◆ Problem description:
Lay out the entries below as a two-column CSV with the columns text and answer, one row per entry. Put each field in quotation marks, replace its line breaks with spaces, and leave the pictures out.

Excerpts of location labeling data
────────

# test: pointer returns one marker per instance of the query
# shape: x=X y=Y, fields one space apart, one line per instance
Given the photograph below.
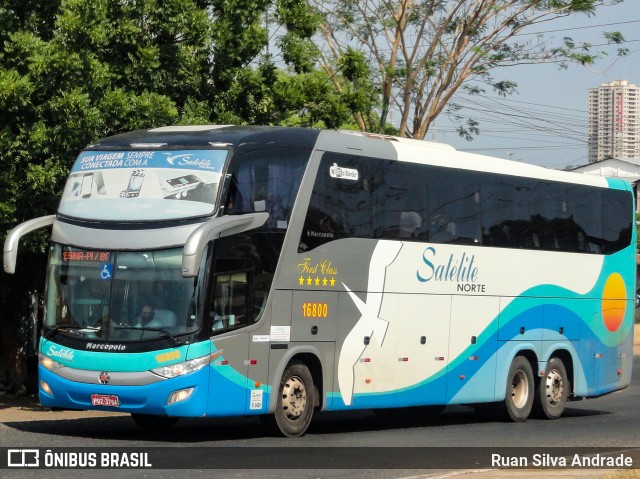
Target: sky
x=545 y=122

────────

◆ Written response:
text,answer
"# test: pointer returns one marker per instance of the query # shape: x=X y=Y, fields one space apart, one line per instance Given the photograph below. Target: sky","x=545 y=122"